请把下面的全部条目一行不差地原样照抄，图片不要写进答案。
━━ 原始材料 ━━
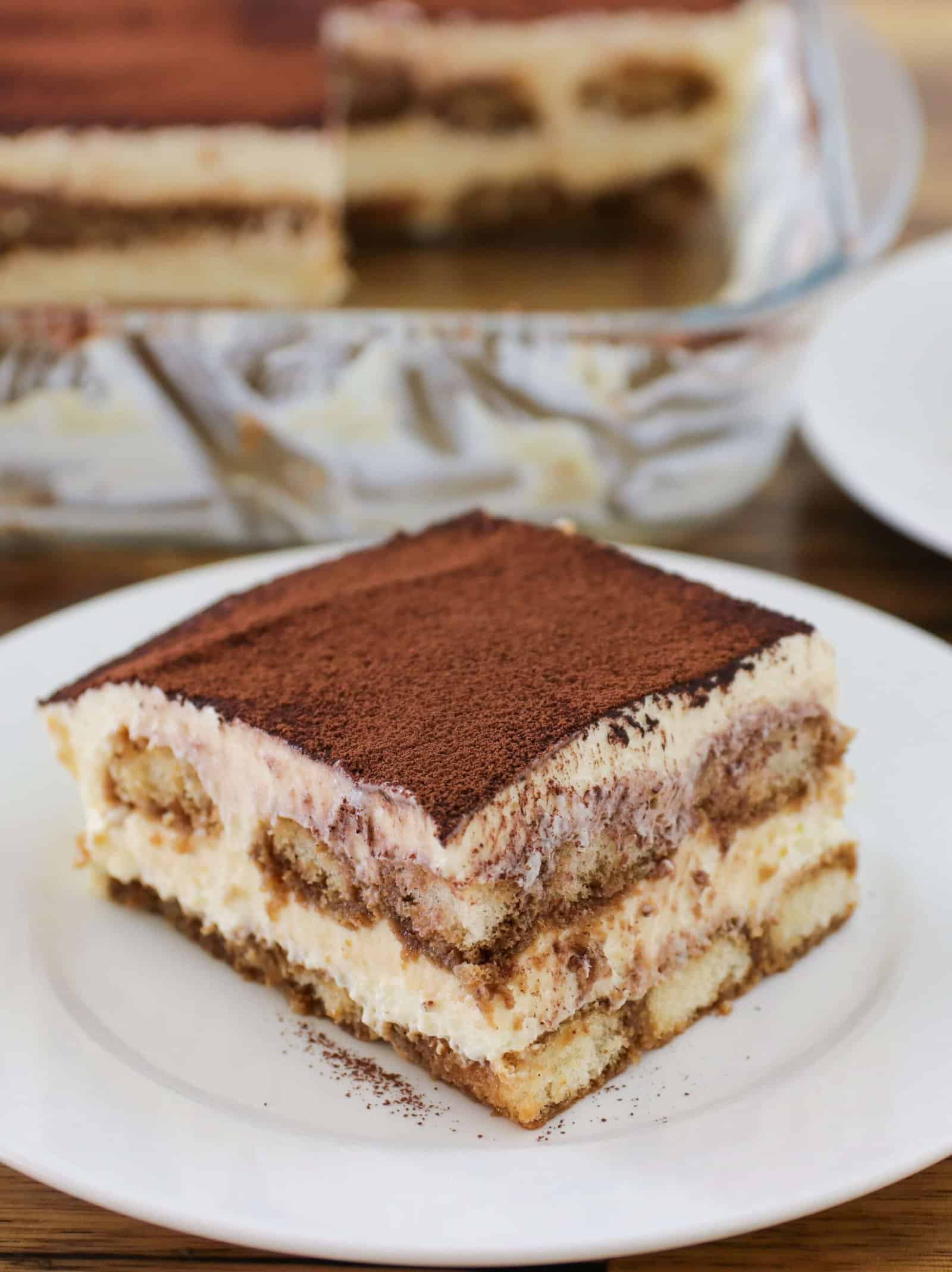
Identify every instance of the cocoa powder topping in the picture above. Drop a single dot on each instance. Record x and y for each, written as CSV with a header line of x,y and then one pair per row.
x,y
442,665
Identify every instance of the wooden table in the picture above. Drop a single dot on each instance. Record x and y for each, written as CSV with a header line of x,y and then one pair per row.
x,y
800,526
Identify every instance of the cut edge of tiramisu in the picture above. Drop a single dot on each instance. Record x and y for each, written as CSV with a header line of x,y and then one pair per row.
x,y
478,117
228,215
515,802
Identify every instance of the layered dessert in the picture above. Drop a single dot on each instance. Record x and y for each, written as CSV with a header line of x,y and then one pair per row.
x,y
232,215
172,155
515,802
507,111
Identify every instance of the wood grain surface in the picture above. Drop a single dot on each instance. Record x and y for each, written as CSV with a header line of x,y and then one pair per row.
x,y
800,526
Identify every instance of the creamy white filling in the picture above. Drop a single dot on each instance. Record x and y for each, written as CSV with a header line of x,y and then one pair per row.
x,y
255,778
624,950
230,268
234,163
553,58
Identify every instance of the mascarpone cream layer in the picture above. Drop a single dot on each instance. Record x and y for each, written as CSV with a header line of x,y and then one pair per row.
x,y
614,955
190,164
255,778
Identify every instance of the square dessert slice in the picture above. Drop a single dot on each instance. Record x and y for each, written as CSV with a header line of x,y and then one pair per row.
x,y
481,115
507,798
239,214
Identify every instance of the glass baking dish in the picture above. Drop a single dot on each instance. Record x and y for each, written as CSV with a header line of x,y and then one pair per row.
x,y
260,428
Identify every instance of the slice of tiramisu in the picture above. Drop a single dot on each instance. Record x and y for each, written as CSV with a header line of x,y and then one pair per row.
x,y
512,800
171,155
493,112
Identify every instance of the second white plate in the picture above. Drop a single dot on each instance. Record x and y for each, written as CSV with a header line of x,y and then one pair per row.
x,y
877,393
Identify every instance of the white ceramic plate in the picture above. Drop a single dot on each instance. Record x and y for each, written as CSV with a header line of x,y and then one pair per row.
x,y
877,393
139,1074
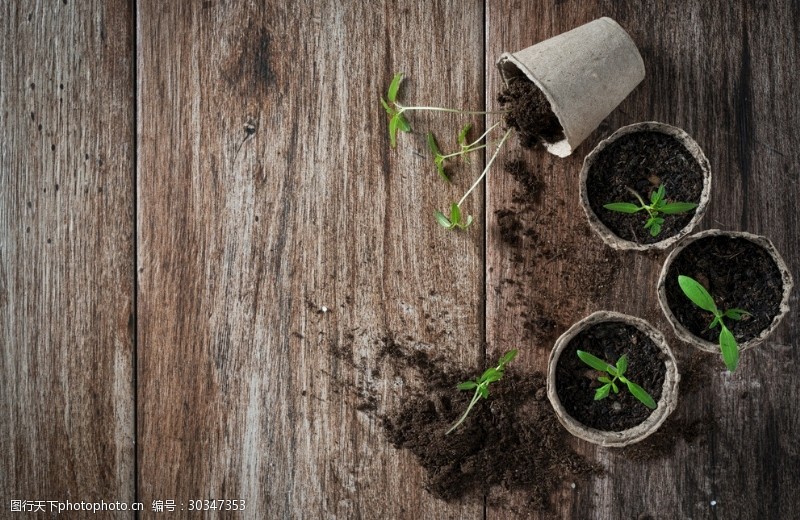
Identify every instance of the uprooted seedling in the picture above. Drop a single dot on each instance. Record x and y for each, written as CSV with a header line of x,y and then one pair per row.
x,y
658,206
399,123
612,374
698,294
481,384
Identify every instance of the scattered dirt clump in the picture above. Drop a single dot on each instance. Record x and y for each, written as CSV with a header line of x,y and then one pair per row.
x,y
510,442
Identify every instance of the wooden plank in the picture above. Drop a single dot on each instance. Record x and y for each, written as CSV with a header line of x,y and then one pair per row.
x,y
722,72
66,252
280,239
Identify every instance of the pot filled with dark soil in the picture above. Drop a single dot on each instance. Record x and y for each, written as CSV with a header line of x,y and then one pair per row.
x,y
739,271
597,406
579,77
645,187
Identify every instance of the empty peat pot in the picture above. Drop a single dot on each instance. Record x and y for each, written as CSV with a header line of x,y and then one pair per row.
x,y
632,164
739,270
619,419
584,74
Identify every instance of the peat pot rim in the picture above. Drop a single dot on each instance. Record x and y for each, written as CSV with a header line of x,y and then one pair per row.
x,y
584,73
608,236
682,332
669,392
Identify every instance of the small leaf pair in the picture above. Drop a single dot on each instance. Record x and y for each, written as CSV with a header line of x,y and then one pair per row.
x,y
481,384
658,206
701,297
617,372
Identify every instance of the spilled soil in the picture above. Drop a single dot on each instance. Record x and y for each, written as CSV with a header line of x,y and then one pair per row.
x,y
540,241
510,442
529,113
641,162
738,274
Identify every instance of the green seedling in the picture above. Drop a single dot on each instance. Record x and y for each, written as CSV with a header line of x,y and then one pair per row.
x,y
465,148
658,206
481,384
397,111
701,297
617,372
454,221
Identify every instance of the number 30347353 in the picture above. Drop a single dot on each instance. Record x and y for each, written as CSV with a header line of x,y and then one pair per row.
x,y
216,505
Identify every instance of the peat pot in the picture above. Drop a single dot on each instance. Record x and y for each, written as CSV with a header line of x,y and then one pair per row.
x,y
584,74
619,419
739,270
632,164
━━━
# [参考答案]
Identify every instance of the cocoa powder topping in the picture above. Drop a single dot on each instance. Record x and y for each, written as CSV with a header line of x,y and then one pair per row.
x,y
442,665
Identify every instance of the wooden table in the picture above. Drop a single dot on each instance. Record x and y for each, written as CSV with a header line of x,y and then one pair per row.
x,y
800,526
Identify every instance of the cut edge of tiramisu in the picture above. Drop a single dot on each instance. Record x and y for each, written as CSV with a header line of x,y and then one pair per row.
x,y
478,117
228,215
515,802
Identify every instance of the layered dessert in the picture above. Drop a single dot on each instance. Record x and y for each, written as CSV with a header line of x,y and then one pair per row.
x,y
232,215
172,155
515,802
507,111
Identify every instance of the wood grain surface in the picture above. Drop a single dot on each instance. Record x and y for each, written as CSV with a header line of x,y and then one pair per row.
x,y
800,526
Identify every instance of the creamy white filling in the picture above. Drop a single dot on each instance. Record x and y for each, written as CSV with a header line of x,y and then one pair per row.
x,y
255,778
624,950
230,268
234,163
553,58
Identify every instance of the mascarpone cream layer in the picture above. Drop a single dot on each instance. Record x and y for each, written as CSV with a header line of x,y and then one pair per row.
x,y
614,955
190,164
255,778
Identify every instance of the square dessert slice in the picture above. Drop a single dot on each instance. Record x and y for each, written as CSV with a header line of x,y and then one pair per row.
x,y
481,115
507,798
239,214
Identify every instance of the glass baking dish in the picture above. Drop a single dot on each instance. Record x and y for each, written as CSV with a header line of x,y and then one pair per row.
x,y
260,428
Identify every instance of the slice of tiramisu in the picture above. Drop a single dot on each instance. Record x and y for each, written as CSV with a header line of x,y and then one pair per row.
x,y
512,800
171,155
493,112
Identify every instance of the second white plate in the picture above. Drop a single dot on each instance. Record x and y for each, written as CSV with a header line of x,y and then one pair per row.
x,y
877,393
Identify every instance of the white ceramic plate in the picture above. Drop a single dot on each instance. Record x and y for each, written as CSV with a header line of x,y and then one pair per row.
x,y
877,393
139,1074
Identify every instance of the uprooted seedling in the picture above. Drop a single dot on each instance. Record x and y for each, written as CSV with a header line of x,y and then one pair per row.
x,y
658,206
399,123
612,374
698,294
481,384
Identify every instance of the scattered dirt clump in the picture above. Drop a single dot on each instance. Record x and y for each, written as CSV with a header line of x,y and then one pair per row.
x,y
510,442
Identify every instance of the wooden plank in the picture above. Drop a single dot on each instance. Record x and y for each, written as CSV with a header line of x,y and then one pair per row.
x,y
722,72
66,252
280,239
Identify every instance of the pot filled with dark soil in the picture above. Drop a single dot on each instance. Record x and y for each, written as CSV with a header line of x,y and then one pair per row.
x,y
739,271
597,406
579,77
645,187
Identify every instance of the empty peat pot in the picture above. Drop a single dot on each instance. Record x and y for each, written as CSV with a header line of x,y and then one pair per row.
x,y
632,164
739,270
619,419
584,74
Identify every instance of the peat pot rim in the picture above. Drop a single dot on each instance. Record x and y for each, written as CSV with a header line of x,y and then one pair per row.
x,y
584,73
608,236
682,332
669,392
Identify every instance of the small leaf pair in the picture above. Drop a single dot on each instance. Record x and y for each, written as CSV with a header line of x,y and then one pair per row.
x,y
481,384
658,206
701,297
617,372
Identify every instance of the spilled soil in the picture above. Drop a single dot on each instance. Record x and y for each, written as CSV with a header line of x,y and then one pair per row.
x,y
540,241
510,442
529,113
641,162
738,274
Identify every instance of the green seedling in the picture above. Drop a single dot on each instance. Record x and y for each, written as CSV with a header line of x,y and then one pair per row.
x,y
465,148
658,206
481,384
397,111
701,297
617,372
454,221
Identify every instance of the number 30347353 in the picture above. Drop a single dot on each instance. Record x and y for each, written as CSV with a header line of x,y and then one pair per row.
x,y
216,505
Identify every instance of the peat pot in the picture above. Drop a single dot on each instance. Record x and y for each, written as CSV with a header line of x,y and then one pair per row.
x,y
584,74
619,419
739,270
632,164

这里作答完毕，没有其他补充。